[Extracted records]

_____

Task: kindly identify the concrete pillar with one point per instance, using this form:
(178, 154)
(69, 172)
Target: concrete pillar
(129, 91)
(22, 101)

_____

■ ASSIGNMENT:
Copy the records word for word.

■ SOLUTION:
Task: kindly identify the concrete pillar with one point per instance, using this form:
(178, 154)
(69, 172)
Target: concrete pillar
(129, 91)
(22, 101)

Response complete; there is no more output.